Animal Defenders took their case to the European court, and the court’s authority seemed to be on their side: in two previous unanimous opinions, VgT v. Switzerland [42] and TV Vest v. Norway[43] the European court had held similar bans on political advertising violated free expression. Indeed, Animal Defenders andVgT were near-identical: in VgT an animal-rights group had also wanted to broadcast a fairly innocuous ad targeting the meat industry in Switzerland. However, a majority of the European court grand chamber chose not to follow these cases, and issued a surprising opinion premised upon granting a high degree of deference to domestic legislatures in this area. The majority “attached great weight” to the “extensive pre-legislative consultation” before the ban’s continued authorisation, and accepted that relaxing the ban carried a “risk of distortion” for public debate by wealthy individuals and groups.

Animal Defenders’ Importance

The Animal Defenders opinion is another graphic example of certain European court judges using a new-found deference to domestic legislatures, in an area where the European court has historically applied strict scrutiny. The then-president of the court, Nicolas Bratza, cast the deciding vote in Animal Defendersupholding the ban, which is surprising, given that only nine months earlier he had written in his Raelien v. Switzerland opinion that “there is little scope under Article 10 for restrictions on political speech.” [44]

Perinçek v. Switzerland: Genocide Denial

The final case we have highlighted is Perinçek v. Switzerland[45] where the European court held that a conviction for genocide denial violated freedom of expression. Perinçek was chairman of a Turkish political party, and at a number of conferences in Switzerland, he argued that calling the Ottoman Empire’s ousting of Armenians in 1915 “genocide” was an “international lie.” A Swiss-Armenian advocacy group, which targets so-called genocide deniers, made a criminal complaint against Perinçek under the Swiss criminal code, which criminalises denying, grossly minimising or justifying genocide. The offence carries a maximum sentence of three years’ imprisonment.

**STATED TASK:** From the passage on European court free-expression rulings, extract the portion that begins at the words "Perinçek v. Switzerland: Genocide" and stops after "three years’ imprisonment.", copying it word for word.

**Records:**

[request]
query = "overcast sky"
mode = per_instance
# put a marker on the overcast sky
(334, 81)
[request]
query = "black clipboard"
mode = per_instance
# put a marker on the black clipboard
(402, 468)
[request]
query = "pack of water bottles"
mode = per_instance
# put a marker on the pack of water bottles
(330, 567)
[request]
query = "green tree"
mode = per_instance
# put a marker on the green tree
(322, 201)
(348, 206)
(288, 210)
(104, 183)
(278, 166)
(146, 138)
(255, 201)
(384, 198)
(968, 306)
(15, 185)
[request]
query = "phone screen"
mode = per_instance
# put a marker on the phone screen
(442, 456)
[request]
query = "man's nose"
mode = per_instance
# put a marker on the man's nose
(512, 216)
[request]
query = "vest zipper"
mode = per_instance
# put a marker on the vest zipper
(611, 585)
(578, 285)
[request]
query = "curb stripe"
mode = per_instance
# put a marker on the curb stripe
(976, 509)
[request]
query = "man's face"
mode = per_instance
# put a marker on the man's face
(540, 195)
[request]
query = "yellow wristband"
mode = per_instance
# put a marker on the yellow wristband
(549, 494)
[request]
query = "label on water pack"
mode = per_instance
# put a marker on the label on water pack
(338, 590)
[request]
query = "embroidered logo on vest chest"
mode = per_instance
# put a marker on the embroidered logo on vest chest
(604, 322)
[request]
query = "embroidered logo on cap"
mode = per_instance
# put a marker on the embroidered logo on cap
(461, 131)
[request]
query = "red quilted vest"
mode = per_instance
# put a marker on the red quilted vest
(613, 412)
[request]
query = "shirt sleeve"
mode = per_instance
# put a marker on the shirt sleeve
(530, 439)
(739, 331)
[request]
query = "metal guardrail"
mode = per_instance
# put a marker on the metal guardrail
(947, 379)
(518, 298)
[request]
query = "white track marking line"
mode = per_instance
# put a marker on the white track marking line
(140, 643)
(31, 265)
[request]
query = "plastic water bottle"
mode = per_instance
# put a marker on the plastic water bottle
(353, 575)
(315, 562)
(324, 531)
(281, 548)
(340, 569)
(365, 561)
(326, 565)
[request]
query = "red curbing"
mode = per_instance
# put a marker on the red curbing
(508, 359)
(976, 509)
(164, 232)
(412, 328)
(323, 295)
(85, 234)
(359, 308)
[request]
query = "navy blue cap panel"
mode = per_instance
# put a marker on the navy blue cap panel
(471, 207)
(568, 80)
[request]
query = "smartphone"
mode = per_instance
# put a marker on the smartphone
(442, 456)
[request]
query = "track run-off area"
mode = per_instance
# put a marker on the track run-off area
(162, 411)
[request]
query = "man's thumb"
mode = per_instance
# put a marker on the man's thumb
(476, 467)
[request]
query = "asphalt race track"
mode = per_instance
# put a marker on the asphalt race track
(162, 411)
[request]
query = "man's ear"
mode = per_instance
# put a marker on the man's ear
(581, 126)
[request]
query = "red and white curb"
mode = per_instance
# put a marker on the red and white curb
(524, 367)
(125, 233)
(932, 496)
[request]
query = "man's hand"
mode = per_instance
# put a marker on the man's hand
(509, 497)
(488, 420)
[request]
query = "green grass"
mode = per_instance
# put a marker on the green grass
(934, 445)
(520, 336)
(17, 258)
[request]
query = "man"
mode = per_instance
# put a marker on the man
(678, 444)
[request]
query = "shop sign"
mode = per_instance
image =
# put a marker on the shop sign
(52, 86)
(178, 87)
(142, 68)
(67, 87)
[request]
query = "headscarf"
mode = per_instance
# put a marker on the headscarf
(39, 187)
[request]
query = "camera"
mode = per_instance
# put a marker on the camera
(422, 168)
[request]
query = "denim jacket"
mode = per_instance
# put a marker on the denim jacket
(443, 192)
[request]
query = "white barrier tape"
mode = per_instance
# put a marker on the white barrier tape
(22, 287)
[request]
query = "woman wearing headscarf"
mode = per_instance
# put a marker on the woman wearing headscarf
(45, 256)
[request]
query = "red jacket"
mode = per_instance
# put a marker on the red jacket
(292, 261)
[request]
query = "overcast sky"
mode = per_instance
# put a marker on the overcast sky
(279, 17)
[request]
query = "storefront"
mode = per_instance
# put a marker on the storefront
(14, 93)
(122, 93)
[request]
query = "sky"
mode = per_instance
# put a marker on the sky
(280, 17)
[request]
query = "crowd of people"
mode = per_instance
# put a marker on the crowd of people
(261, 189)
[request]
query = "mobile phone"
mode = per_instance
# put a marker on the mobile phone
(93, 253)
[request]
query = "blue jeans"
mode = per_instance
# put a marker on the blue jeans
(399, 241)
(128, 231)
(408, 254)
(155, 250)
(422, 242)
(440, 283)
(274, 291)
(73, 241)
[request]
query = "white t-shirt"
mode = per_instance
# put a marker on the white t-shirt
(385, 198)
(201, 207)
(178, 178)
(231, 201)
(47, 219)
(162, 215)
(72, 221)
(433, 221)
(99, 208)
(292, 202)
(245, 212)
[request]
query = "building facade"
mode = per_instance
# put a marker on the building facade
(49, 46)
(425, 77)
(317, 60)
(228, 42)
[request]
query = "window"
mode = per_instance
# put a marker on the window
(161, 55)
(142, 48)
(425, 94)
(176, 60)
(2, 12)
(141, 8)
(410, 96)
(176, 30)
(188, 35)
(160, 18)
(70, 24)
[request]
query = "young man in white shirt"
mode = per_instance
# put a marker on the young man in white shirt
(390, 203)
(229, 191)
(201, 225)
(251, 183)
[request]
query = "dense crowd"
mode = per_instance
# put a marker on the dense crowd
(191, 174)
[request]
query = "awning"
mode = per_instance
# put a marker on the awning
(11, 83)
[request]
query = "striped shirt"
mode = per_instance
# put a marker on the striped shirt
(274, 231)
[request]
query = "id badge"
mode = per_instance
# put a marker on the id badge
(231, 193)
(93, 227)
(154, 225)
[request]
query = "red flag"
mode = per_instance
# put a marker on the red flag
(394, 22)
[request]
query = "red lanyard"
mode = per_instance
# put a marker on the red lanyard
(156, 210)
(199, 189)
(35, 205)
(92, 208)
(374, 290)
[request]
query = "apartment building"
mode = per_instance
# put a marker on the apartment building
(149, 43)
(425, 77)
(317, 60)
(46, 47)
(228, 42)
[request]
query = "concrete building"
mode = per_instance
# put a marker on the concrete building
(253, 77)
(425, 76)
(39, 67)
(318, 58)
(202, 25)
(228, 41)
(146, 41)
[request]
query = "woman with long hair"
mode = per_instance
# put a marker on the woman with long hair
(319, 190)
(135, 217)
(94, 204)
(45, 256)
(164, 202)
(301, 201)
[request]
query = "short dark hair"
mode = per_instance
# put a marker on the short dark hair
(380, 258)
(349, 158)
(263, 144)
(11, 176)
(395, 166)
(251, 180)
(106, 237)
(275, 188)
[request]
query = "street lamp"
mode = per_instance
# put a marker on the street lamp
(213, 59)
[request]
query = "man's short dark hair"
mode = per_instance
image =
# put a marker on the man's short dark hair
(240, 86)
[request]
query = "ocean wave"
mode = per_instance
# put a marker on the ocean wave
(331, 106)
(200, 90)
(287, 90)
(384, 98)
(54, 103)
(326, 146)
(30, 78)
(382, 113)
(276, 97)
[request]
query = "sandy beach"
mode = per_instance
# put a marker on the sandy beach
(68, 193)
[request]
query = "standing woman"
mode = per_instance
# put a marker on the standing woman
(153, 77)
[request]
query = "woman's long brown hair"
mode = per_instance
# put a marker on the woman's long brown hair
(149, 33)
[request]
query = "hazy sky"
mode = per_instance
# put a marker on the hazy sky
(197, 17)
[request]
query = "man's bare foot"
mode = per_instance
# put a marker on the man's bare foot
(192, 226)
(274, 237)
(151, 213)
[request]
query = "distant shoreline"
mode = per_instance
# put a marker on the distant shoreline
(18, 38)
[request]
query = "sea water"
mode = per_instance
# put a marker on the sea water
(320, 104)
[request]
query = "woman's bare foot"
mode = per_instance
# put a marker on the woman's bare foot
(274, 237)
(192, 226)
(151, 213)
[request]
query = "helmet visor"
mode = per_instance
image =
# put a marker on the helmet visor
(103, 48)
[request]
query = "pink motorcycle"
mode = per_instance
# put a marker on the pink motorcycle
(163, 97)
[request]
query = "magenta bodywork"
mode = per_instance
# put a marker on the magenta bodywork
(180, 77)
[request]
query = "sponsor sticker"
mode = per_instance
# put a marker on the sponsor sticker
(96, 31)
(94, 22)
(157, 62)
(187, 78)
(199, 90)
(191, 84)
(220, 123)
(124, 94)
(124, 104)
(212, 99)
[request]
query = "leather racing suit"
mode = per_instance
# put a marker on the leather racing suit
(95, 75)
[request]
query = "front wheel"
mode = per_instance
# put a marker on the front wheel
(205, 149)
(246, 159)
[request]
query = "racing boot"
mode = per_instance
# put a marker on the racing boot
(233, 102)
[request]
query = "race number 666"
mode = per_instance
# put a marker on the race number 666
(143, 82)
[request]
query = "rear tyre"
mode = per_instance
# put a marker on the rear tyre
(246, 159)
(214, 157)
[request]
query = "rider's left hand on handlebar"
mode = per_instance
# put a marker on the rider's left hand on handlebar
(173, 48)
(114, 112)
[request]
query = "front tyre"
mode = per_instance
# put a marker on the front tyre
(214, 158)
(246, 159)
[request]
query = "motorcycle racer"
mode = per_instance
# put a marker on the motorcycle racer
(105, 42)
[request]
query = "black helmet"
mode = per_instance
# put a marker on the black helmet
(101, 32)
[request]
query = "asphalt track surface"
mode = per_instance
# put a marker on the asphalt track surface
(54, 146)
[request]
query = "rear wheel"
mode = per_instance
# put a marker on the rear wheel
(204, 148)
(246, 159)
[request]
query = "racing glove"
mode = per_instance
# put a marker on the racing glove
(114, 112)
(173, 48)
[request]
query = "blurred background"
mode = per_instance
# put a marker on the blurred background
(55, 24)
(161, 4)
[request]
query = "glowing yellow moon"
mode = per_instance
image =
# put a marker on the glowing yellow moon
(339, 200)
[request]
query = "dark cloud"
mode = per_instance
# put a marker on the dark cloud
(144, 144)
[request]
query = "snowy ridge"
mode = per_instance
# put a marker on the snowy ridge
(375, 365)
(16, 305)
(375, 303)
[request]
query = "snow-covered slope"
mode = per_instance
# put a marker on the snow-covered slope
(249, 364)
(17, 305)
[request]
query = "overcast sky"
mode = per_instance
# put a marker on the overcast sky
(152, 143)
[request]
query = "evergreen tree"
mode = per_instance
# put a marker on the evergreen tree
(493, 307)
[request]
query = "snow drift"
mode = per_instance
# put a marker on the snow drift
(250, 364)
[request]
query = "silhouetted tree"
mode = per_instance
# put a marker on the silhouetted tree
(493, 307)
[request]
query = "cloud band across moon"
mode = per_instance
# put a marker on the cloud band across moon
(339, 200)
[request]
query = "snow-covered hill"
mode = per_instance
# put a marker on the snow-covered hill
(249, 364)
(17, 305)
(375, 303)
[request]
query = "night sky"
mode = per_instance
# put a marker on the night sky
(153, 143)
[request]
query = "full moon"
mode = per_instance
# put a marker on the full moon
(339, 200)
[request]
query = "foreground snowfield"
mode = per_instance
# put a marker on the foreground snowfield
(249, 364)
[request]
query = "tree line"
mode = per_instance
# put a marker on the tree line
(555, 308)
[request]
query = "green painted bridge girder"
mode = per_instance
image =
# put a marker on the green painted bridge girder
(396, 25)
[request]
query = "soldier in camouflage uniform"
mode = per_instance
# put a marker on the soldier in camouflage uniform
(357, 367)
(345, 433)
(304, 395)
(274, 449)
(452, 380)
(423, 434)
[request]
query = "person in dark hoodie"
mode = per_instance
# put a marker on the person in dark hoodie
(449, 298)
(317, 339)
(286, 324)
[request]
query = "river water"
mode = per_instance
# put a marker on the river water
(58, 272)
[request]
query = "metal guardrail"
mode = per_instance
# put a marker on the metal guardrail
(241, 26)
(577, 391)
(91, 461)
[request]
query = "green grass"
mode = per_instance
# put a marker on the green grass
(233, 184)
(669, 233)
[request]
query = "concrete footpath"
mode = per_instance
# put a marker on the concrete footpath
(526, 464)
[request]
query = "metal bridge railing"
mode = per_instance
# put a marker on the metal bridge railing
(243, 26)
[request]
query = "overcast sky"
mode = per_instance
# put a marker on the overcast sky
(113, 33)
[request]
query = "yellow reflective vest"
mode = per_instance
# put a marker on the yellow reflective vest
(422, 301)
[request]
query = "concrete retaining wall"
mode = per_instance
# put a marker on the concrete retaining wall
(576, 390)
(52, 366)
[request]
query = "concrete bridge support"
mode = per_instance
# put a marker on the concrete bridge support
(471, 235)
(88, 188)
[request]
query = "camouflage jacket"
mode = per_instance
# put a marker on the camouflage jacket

**FULL RESPONSE:**
Perinçek v. Switzerland: Genocide Denial

The final case we have highlighted is Perinçek v. Switzerland[45] where the European court held that a conviction for genocide denial violated freedom of expression. Perinçek was chairman of a Turkish political party, and at a number of conferences in Switzerland, he argued that calling the Ottoman Empire’s ousting of Armenians in 1915 “genocide” was an “international lie.” A Swiss-Armenian advocacy group, which targets so-called genocide deniers, made a criminal complaint against Perinçek under the Swiss criminal code, which criminalises denying, grossly minimising or justifying genocide. The offence carries a maximum sentence of three years’ imprisonment.